_WHAT THIS TASK INVOLVES_
Reproduce the rows below word for word. Start at the line that contains "Where in the photo above can the coastal" and continue through the final row.

_Excerpts from location labeling data_
──────────
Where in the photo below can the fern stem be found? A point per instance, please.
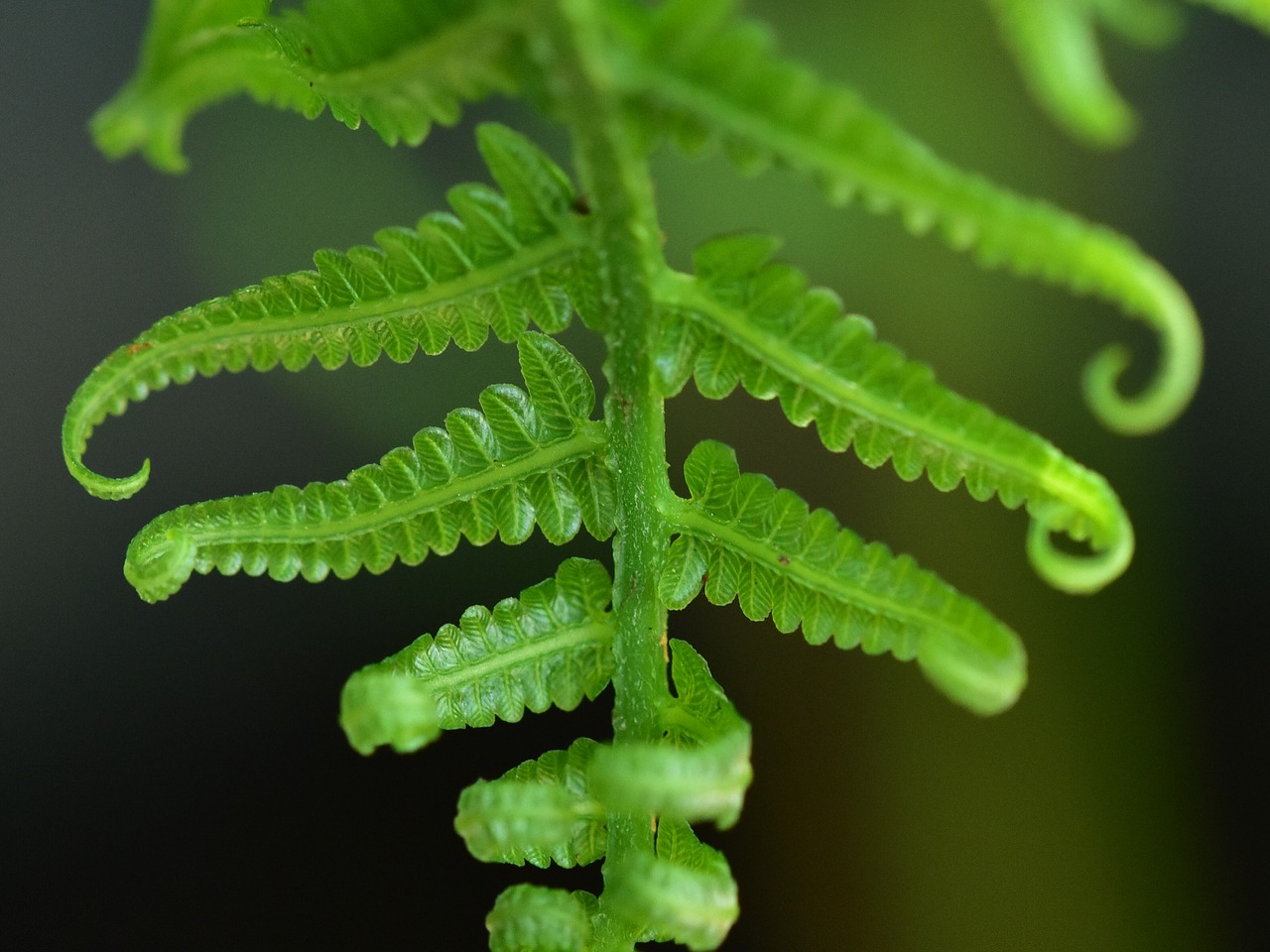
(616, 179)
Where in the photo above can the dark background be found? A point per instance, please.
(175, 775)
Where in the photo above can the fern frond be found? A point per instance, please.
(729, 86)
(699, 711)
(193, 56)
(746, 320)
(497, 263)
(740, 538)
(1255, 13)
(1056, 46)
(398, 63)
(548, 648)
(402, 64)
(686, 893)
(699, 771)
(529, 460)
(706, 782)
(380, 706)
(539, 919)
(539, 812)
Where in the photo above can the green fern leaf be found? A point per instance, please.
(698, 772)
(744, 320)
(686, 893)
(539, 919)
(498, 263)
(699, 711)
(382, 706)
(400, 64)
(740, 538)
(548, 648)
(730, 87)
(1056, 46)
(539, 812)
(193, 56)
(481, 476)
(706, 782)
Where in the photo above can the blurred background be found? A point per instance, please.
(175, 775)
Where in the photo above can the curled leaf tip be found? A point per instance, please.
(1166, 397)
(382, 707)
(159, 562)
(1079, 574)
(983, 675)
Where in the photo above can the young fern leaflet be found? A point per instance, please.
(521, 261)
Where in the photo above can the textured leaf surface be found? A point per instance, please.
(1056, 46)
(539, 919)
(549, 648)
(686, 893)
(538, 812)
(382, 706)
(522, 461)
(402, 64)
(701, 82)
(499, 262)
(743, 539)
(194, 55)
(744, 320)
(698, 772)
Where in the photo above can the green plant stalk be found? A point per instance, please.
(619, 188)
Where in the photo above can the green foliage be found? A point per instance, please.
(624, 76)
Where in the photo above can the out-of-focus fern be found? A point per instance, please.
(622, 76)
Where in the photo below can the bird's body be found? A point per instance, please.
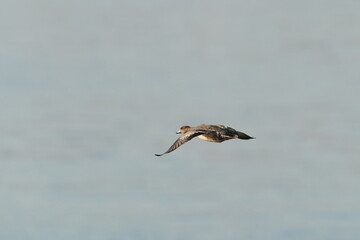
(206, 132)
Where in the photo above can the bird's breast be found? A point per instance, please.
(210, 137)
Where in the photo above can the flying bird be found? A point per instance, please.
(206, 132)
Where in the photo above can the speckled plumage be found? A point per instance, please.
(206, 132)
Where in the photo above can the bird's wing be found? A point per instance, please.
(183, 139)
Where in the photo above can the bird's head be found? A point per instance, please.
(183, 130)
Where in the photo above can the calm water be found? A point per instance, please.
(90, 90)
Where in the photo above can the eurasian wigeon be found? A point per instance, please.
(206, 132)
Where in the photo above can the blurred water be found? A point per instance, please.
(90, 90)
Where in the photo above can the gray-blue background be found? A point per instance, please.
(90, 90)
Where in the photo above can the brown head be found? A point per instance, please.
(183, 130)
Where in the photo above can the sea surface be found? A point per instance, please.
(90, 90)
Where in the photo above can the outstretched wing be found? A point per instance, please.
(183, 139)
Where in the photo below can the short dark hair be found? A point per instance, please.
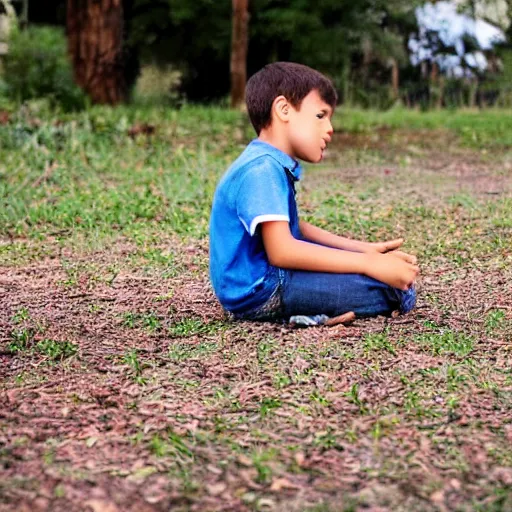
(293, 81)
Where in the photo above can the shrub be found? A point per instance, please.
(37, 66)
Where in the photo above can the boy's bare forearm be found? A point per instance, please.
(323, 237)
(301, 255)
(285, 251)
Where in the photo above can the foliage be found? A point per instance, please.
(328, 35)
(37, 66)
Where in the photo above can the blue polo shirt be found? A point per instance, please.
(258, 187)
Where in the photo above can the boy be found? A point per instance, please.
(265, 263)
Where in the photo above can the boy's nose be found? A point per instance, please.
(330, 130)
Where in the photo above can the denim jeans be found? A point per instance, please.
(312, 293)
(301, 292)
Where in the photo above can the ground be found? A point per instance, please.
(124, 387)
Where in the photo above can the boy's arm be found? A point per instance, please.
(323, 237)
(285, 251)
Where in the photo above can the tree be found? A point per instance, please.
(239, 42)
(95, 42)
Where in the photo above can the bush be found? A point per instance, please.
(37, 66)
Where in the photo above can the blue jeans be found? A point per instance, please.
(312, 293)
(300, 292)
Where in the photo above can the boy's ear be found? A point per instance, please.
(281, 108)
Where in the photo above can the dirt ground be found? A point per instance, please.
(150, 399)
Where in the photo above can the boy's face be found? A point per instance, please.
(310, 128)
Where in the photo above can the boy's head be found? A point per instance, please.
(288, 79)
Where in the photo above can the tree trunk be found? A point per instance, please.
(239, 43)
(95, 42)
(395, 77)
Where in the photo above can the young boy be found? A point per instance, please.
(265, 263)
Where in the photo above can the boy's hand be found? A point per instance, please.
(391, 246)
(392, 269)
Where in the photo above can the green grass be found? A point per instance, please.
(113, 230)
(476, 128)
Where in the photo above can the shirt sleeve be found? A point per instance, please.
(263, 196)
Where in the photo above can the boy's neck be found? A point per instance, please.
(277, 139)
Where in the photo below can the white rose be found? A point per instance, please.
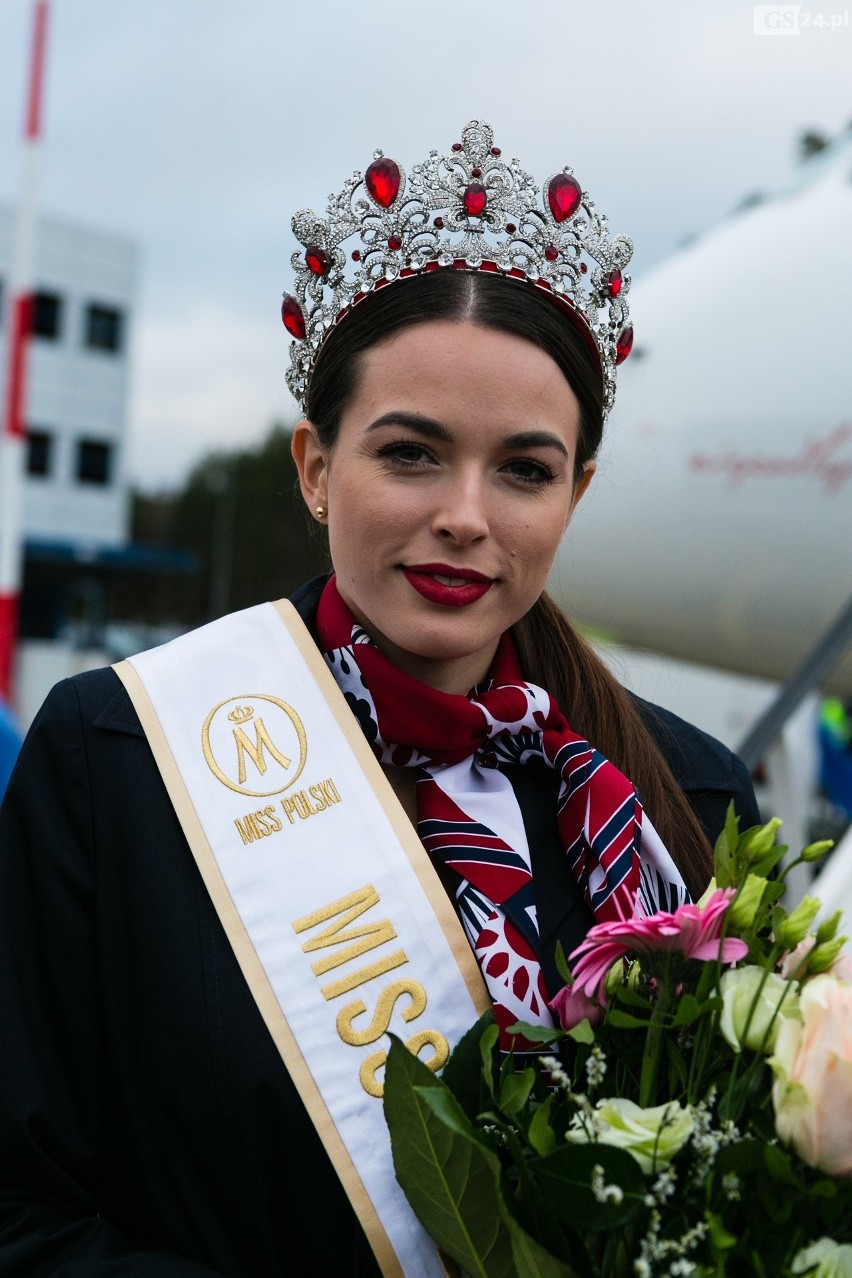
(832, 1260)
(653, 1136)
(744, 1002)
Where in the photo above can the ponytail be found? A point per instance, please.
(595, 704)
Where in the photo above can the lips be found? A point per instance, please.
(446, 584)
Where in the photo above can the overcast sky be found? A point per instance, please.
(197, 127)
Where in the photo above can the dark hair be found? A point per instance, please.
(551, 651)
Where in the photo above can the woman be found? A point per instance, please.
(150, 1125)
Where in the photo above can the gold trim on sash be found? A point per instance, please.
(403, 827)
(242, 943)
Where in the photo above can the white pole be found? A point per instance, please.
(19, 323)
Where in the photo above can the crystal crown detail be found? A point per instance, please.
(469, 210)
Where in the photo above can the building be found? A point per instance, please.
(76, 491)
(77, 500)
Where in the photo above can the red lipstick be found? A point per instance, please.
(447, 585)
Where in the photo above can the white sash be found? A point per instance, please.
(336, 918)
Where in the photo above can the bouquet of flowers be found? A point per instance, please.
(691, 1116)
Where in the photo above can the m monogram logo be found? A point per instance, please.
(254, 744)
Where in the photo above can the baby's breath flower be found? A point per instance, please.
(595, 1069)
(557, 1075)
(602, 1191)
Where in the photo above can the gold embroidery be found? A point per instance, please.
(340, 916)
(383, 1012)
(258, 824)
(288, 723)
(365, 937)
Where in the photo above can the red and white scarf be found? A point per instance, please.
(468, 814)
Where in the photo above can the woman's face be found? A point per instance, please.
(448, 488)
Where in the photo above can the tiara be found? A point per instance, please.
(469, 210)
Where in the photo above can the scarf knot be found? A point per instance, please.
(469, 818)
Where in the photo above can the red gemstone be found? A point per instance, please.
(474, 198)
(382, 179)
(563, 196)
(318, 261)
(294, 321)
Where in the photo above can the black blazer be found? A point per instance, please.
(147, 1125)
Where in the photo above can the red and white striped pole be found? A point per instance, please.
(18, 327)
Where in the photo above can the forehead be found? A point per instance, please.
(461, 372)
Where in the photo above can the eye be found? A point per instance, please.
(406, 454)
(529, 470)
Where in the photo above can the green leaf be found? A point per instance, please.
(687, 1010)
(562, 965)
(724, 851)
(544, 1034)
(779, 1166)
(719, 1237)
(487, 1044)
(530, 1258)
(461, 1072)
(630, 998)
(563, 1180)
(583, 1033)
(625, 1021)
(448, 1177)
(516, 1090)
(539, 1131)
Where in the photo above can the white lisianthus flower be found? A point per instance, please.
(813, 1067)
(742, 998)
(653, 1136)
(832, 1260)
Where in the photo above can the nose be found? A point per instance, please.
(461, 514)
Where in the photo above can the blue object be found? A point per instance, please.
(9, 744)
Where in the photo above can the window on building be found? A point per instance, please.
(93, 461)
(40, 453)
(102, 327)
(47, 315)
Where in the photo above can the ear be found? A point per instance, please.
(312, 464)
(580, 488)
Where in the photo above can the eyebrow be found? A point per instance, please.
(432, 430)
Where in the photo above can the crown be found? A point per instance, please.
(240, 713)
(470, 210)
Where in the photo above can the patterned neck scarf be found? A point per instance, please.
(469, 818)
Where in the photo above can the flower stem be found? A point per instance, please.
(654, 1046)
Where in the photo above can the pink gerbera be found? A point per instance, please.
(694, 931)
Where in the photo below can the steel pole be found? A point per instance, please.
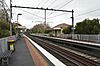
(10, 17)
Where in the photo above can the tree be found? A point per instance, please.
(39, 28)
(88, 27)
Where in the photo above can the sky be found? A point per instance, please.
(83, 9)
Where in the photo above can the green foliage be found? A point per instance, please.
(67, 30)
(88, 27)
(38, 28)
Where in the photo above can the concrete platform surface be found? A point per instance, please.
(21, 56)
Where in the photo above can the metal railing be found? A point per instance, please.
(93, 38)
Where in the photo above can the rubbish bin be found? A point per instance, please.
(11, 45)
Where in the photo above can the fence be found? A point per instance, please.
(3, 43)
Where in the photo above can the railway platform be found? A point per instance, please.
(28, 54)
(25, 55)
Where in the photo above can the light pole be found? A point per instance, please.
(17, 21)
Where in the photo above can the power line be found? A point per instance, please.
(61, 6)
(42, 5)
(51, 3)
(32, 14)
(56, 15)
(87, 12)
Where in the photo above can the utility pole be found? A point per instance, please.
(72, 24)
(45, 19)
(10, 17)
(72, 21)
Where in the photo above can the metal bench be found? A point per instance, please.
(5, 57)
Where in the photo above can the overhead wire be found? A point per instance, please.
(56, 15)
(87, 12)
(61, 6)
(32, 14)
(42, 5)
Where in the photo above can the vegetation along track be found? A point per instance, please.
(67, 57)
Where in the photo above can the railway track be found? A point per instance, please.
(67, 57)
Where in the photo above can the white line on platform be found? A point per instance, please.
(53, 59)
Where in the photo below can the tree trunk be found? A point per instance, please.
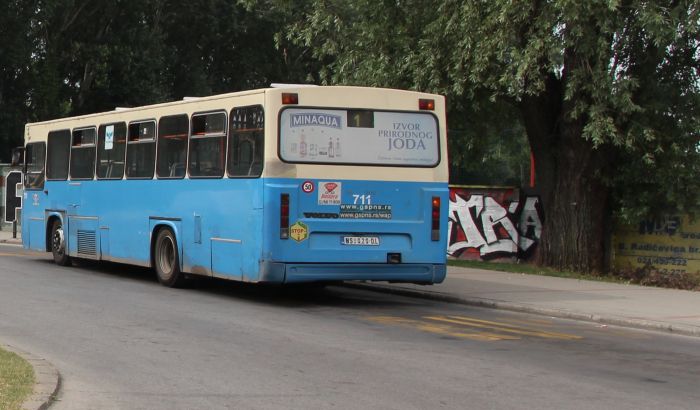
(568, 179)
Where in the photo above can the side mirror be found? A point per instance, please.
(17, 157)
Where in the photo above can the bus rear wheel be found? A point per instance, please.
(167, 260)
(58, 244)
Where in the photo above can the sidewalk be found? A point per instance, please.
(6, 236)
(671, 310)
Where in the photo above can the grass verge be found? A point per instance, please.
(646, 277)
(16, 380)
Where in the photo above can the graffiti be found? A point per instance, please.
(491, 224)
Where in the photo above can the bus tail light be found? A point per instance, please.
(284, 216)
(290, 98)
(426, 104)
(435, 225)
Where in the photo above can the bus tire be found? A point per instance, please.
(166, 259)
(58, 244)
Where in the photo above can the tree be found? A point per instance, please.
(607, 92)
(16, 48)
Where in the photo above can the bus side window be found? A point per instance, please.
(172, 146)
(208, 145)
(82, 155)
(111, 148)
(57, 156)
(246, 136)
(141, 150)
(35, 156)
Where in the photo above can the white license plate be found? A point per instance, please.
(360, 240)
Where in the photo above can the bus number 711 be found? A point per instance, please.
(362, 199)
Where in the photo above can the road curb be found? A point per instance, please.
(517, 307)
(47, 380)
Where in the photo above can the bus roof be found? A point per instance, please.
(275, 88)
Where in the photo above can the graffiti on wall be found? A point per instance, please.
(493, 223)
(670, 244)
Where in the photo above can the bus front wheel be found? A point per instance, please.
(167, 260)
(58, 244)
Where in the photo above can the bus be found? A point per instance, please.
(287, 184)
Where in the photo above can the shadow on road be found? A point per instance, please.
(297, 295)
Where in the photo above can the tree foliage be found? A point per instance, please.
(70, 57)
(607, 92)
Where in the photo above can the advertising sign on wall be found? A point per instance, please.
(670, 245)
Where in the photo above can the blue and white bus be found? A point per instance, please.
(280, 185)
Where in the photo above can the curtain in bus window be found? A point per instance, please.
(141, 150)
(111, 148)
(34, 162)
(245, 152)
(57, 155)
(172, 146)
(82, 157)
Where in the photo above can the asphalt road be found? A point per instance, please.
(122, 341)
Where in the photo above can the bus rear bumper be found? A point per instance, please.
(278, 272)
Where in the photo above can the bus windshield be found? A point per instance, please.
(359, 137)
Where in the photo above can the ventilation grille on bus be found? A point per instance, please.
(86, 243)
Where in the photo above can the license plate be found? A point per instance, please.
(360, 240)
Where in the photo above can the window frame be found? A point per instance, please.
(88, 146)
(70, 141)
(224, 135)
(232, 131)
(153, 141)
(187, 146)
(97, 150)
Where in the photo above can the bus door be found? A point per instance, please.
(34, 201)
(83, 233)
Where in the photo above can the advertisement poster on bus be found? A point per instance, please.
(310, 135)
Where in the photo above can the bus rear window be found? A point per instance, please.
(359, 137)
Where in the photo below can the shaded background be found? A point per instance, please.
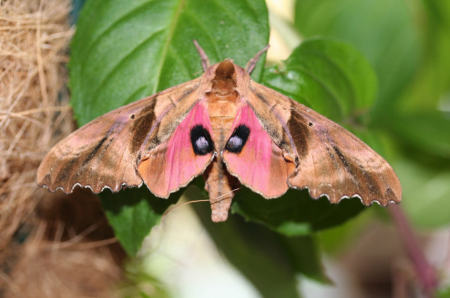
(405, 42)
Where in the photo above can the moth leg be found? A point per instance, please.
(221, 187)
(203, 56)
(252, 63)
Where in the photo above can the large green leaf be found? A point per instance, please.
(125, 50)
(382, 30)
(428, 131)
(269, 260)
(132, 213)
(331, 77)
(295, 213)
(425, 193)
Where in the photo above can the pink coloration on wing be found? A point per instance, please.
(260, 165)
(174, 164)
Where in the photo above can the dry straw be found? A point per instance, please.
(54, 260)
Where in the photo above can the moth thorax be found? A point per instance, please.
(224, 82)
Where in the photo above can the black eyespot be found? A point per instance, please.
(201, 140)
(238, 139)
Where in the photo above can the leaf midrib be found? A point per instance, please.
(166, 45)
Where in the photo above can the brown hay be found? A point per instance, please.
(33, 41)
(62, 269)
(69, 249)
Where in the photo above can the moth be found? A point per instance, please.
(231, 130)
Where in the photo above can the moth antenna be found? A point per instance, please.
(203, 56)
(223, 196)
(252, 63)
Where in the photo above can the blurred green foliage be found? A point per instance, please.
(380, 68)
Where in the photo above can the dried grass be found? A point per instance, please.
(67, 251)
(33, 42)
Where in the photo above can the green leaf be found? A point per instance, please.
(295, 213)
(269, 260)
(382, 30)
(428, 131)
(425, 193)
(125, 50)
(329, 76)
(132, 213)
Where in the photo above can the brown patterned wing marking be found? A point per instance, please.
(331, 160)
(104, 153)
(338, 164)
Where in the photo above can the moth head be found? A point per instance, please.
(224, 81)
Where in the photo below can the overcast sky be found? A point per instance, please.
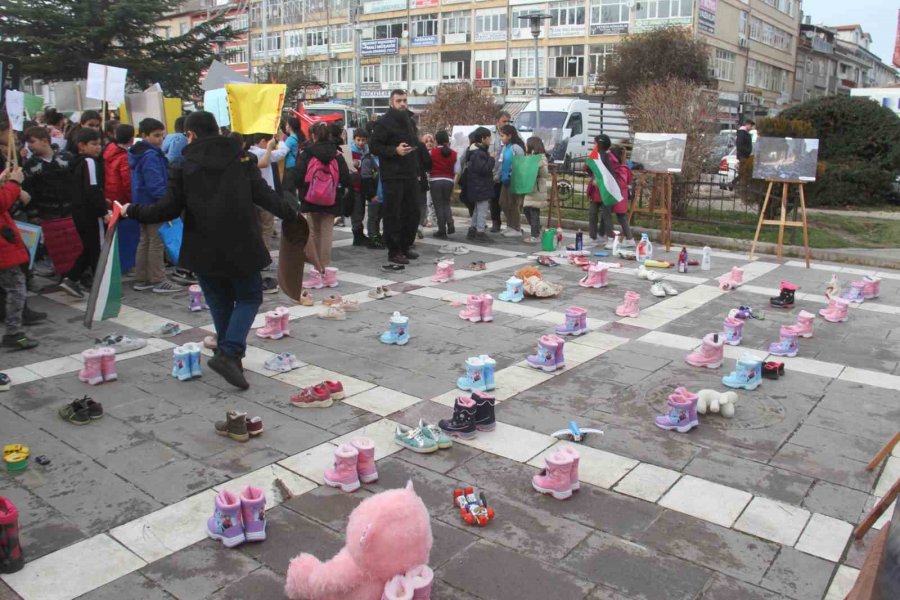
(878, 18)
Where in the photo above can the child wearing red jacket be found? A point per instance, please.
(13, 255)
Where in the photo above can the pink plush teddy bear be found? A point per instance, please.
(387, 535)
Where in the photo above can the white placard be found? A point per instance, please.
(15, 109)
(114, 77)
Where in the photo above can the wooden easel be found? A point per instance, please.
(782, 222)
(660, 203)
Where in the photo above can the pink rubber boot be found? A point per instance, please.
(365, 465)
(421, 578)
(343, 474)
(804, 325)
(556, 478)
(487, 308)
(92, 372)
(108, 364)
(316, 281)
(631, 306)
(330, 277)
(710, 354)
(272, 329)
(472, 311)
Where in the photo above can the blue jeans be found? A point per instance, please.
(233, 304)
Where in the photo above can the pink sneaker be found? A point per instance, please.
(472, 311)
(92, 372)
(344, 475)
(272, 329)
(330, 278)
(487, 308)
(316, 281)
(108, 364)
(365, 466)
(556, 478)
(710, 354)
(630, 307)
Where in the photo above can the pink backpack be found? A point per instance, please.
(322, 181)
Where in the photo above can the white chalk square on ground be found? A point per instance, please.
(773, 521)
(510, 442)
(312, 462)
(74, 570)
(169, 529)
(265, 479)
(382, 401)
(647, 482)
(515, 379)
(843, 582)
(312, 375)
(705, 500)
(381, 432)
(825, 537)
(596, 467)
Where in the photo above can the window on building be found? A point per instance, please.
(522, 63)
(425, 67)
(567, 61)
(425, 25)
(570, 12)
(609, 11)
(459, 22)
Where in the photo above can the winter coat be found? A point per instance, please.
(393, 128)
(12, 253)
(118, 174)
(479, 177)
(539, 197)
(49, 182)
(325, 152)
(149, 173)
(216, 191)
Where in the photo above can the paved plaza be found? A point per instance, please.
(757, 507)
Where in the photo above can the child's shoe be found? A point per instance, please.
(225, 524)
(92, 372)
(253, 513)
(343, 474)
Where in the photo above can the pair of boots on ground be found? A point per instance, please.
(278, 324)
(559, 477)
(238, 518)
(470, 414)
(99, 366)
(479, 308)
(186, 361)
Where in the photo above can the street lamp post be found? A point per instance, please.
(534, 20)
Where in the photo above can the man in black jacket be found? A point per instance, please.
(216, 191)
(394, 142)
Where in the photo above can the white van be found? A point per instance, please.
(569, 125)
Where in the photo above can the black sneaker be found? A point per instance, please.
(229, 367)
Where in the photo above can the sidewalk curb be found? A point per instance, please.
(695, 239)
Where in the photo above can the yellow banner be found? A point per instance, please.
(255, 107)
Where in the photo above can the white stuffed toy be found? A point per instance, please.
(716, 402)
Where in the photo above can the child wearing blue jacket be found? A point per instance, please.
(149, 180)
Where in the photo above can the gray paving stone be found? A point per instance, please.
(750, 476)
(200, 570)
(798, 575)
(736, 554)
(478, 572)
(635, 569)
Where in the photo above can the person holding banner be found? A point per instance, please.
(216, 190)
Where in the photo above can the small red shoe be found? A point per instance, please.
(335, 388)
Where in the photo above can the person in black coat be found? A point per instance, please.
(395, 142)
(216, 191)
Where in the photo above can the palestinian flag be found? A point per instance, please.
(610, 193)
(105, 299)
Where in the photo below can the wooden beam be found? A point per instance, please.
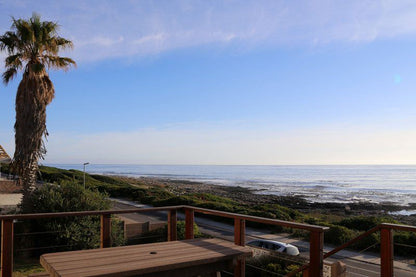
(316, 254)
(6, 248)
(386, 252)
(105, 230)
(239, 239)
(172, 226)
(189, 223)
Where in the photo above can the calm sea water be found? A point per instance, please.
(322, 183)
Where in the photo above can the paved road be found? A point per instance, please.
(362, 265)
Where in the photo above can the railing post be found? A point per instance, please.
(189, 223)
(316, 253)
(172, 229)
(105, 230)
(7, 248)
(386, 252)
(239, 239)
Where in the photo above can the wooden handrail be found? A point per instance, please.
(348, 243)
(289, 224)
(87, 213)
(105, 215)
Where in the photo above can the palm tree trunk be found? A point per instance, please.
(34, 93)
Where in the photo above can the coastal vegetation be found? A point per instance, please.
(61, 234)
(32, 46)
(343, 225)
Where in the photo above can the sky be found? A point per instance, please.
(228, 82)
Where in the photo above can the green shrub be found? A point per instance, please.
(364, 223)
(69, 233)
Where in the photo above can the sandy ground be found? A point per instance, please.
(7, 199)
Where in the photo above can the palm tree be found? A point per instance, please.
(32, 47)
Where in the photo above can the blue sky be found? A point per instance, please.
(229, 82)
──────────
_COMPLETE OUTPUT_
Where in the photo above can the coastal vegetation be found? A point per instance, please.
(61, 234)
(32, 46)
(343, 225)
Where in the photo above can the sky be found? A point per instance, please.
(228, 82)
Where in the photo above can the green shrub be found? A point per instance, please.
(364, 223)
(69, 233)
Where in the photo above can the sandy ground be found? A point per instance, please.
(7, 199)
Where in the photo above can the palm tree be found? A point per instance, please.
(32, 47)
Where in the photo above can the blue sky be found? A point per instance, please.
(229, 82)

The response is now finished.